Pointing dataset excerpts
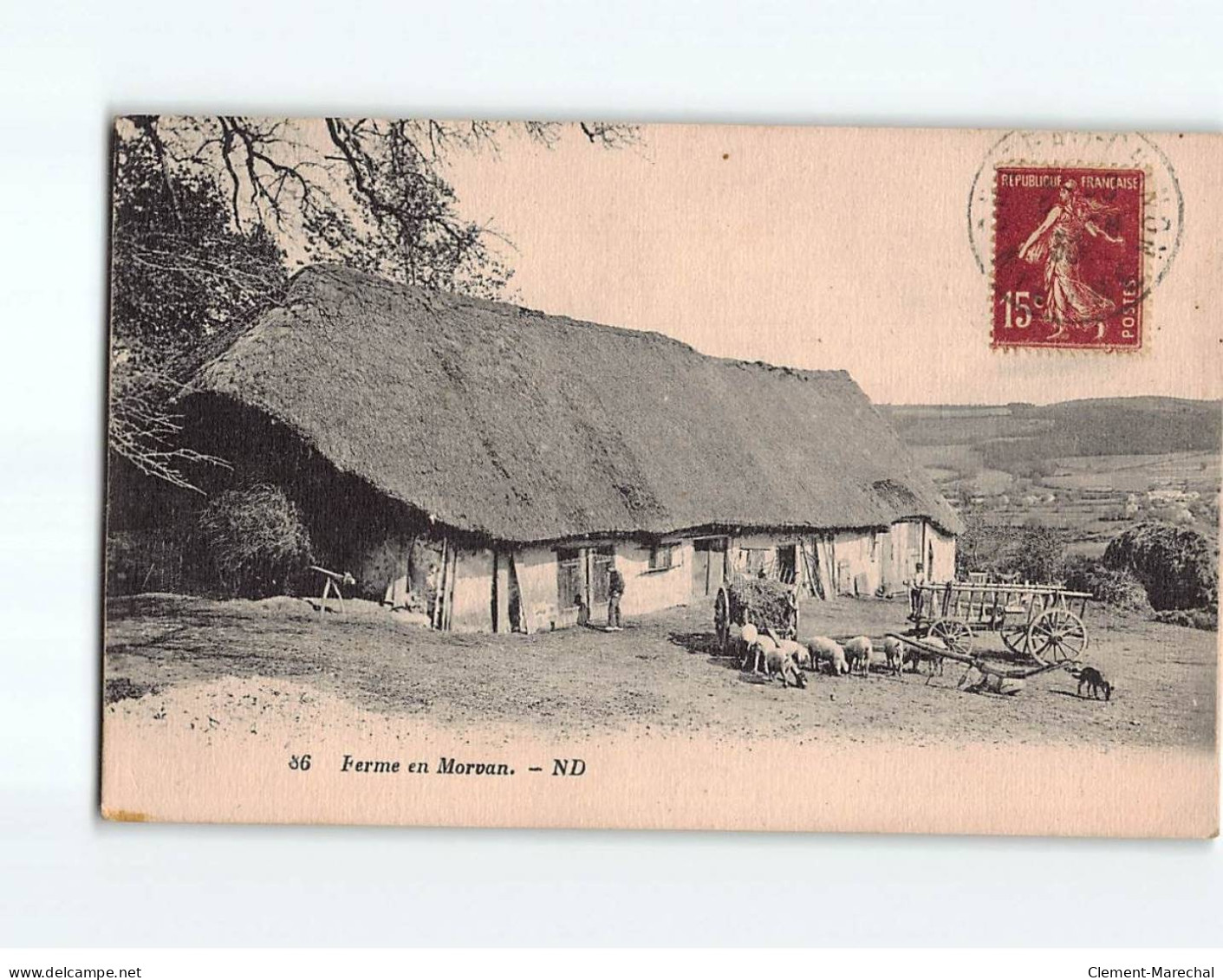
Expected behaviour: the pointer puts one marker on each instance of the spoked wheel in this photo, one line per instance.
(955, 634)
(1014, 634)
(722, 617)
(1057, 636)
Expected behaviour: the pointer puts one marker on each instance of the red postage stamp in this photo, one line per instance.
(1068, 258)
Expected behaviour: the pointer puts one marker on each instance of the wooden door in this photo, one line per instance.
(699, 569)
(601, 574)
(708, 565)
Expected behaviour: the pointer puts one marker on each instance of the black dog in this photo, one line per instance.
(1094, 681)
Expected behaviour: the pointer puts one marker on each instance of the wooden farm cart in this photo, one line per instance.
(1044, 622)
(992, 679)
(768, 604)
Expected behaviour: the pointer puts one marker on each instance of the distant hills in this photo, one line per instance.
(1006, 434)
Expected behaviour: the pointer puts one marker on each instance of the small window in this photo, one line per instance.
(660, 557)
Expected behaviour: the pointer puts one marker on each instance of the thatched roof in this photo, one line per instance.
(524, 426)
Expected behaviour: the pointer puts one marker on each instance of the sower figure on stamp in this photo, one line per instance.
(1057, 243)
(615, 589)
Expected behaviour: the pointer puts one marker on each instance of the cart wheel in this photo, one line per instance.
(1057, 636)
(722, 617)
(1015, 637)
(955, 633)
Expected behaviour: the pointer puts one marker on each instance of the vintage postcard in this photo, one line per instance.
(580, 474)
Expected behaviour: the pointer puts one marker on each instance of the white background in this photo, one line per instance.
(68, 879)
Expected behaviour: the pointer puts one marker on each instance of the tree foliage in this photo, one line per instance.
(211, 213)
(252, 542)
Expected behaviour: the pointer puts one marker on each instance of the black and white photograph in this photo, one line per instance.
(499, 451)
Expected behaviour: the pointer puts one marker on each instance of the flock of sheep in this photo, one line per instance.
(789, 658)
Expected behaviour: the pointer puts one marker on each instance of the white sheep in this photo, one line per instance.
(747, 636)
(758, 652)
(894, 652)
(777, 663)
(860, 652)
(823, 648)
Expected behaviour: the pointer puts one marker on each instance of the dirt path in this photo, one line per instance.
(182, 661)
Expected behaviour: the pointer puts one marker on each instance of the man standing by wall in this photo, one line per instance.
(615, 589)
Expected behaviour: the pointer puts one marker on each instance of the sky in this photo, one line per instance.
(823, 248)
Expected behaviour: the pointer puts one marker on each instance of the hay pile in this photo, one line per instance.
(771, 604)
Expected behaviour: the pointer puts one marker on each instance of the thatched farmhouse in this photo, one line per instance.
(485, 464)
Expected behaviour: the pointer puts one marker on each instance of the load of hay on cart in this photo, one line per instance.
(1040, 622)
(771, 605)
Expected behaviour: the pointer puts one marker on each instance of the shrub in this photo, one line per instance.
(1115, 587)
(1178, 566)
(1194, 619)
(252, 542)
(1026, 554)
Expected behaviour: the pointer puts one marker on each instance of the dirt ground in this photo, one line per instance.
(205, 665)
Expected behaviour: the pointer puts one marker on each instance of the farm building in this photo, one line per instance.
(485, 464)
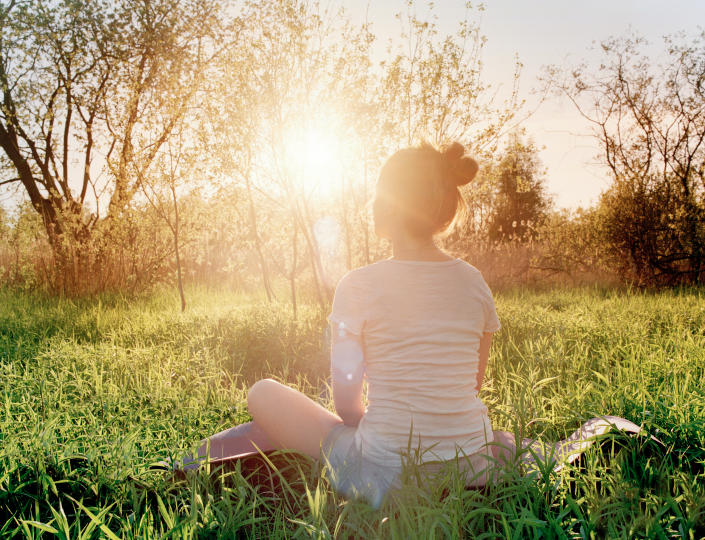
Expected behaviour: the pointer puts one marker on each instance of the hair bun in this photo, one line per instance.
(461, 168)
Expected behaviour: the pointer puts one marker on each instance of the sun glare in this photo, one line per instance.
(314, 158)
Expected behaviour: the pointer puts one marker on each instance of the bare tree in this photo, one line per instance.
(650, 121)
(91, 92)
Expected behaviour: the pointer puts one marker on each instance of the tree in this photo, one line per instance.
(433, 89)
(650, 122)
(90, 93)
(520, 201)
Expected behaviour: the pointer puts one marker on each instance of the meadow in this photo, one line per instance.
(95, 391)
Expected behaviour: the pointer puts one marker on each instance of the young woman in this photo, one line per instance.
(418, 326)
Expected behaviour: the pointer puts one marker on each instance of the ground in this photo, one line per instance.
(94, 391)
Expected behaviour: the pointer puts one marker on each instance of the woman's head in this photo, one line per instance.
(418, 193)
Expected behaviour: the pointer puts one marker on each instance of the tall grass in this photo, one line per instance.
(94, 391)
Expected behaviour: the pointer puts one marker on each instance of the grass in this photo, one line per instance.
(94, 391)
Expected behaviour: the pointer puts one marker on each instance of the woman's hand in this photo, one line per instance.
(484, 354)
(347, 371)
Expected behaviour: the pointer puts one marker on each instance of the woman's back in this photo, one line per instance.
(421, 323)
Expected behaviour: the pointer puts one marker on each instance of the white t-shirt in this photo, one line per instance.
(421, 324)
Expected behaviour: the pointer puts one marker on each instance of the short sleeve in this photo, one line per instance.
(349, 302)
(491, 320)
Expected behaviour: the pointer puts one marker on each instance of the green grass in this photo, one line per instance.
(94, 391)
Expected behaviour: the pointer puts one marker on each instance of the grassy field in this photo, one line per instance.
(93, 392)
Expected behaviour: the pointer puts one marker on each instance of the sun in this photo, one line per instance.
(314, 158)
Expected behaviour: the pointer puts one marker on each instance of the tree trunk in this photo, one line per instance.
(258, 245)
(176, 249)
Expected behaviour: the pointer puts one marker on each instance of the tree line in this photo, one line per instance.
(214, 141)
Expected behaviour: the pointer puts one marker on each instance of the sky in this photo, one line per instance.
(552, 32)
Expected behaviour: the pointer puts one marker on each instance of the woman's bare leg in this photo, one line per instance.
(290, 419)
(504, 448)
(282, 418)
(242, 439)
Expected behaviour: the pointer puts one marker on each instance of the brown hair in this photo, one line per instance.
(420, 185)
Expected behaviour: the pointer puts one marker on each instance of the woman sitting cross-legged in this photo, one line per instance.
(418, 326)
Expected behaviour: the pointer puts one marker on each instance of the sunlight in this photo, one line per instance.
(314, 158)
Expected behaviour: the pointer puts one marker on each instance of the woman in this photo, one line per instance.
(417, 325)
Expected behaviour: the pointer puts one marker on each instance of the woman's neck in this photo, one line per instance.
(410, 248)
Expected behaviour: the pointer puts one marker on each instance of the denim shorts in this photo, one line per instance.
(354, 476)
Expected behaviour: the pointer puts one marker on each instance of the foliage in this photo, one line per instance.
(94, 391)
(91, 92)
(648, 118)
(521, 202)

---

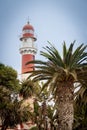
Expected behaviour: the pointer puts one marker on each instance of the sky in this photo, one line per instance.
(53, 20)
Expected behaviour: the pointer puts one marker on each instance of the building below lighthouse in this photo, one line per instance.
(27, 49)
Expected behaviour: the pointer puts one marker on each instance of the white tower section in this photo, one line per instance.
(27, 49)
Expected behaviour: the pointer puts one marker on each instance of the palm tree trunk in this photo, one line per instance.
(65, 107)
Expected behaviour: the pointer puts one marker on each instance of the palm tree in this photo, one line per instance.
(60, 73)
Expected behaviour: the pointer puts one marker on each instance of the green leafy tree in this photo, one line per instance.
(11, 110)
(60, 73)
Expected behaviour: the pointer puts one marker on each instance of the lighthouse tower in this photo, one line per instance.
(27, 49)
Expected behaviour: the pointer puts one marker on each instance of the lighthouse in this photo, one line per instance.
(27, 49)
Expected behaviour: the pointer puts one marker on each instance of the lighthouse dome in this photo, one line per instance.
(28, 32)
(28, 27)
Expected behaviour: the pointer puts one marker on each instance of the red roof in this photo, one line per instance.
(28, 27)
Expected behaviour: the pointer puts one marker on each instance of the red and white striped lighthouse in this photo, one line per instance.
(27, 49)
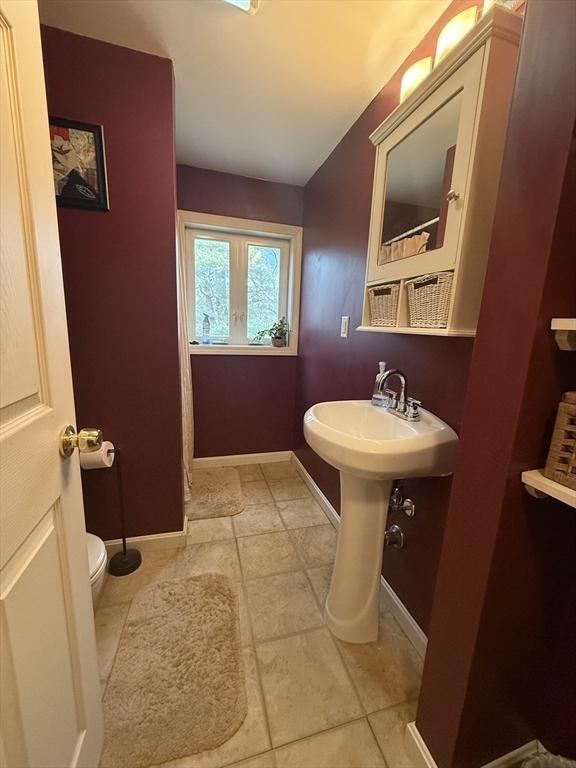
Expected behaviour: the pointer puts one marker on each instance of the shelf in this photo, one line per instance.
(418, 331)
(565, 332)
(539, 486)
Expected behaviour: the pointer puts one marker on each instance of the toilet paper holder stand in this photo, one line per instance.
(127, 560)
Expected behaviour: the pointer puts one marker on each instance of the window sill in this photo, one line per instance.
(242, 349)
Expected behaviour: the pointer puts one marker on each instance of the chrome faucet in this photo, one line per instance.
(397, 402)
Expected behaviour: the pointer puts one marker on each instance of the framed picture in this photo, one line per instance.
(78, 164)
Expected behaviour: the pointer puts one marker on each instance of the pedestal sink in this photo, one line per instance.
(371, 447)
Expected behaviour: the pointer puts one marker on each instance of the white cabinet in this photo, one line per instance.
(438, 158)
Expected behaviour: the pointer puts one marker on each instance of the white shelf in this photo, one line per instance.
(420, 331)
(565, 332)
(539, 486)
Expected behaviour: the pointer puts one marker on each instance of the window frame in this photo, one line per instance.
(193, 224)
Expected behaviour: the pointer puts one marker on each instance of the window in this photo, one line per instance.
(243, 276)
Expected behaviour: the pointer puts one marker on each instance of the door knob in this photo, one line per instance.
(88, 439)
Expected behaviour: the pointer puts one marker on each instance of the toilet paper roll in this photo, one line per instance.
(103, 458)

* * *

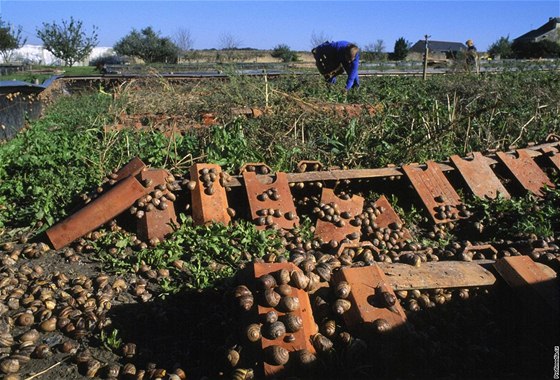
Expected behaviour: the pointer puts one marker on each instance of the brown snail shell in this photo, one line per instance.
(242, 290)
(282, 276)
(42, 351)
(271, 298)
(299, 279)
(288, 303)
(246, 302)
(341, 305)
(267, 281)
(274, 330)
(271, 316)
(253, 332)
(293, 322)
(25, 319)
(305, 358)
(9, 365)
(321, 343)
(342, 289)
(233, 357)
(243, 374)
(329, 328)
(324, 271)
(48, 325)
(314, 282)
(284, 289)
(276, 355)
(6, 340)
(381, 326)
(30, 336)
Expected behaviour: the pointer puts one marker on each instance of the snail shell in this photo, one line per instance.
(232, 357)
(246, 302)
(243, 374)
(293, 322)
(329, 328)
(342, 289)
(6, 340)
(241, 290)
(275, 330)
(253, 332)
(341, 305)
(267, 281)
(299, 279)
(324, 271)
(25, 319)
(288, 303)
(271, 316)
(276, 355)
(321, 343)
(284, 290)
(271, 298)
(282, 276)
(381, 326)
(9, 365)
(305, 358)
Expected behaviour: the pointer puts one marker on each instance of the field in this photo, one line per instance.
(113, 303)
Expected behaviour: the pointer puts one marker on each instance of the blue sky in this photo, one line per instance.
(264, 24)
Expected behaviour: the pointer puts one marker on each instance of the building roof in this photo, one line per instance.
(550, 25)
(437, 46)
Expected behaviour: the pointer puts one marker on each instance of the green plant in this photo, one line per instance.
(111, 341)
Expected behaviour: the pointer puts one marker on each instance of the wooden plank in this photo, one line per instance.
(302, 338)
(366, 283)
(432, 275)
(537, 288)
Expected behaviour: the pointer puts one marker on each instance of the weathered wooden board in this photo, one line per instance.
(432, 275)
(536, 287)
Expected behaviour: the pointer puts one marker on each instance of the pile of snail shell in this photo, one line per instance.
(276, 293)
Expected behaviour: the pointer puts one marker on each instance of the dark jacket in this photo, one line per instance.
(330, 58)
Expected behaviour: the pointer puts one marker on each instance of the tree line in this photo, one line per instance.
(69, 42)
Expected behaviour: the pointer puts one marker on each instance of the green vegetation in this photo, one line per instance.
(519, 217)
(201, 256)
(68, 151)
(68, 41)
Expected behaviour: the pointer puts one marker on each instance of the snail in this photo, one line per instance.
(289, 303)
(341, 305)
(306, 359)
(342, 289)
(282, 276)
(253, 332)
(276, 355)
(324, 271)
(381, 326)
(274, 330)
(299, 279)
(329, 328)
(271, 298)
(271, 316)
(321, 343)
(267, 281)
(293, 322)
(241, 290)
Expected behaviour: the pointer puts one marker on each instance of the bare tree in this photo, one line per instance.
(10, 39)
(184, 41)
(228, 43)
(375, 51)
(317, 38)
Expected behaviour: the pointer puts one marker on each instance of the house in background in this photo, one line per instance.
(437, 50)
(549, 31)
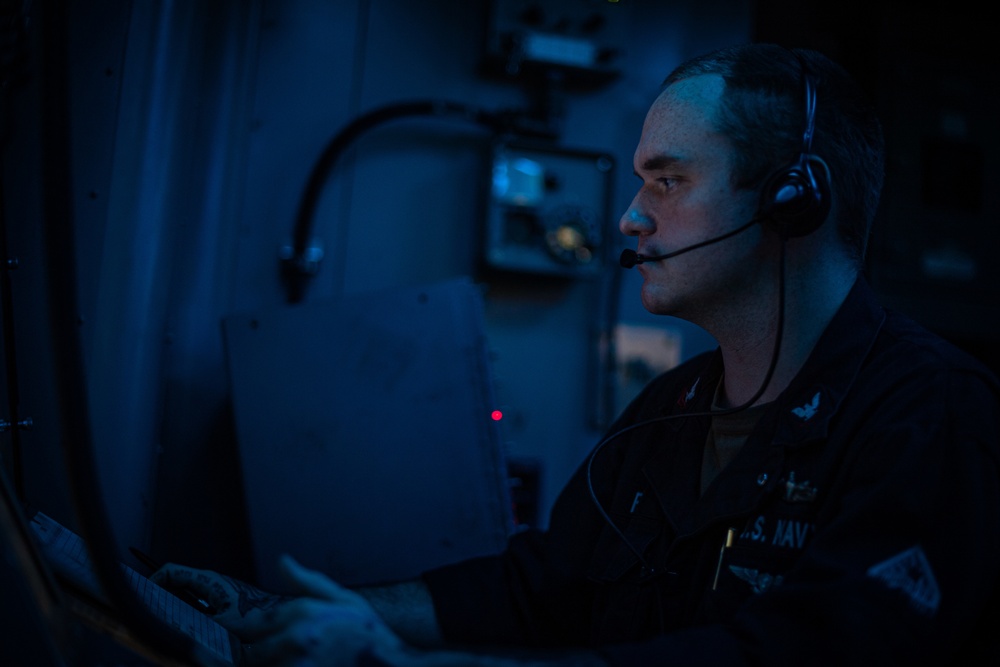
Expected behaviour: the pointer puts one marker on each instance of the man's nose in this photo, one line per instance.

EXERCISE GOAL: Gather every line in the rows above that contains the word "black", and copy each one in full. Case counts, so match only that exact capitalization.

EXERCISE SOLUTION:
Expected behaviour: the pointer puts one marker on each instance of the black dog in this photo, one line per instance.
Expected behaviour: the pointer puts one marker on each instance of the black and white photograph in this photo, one line per instance.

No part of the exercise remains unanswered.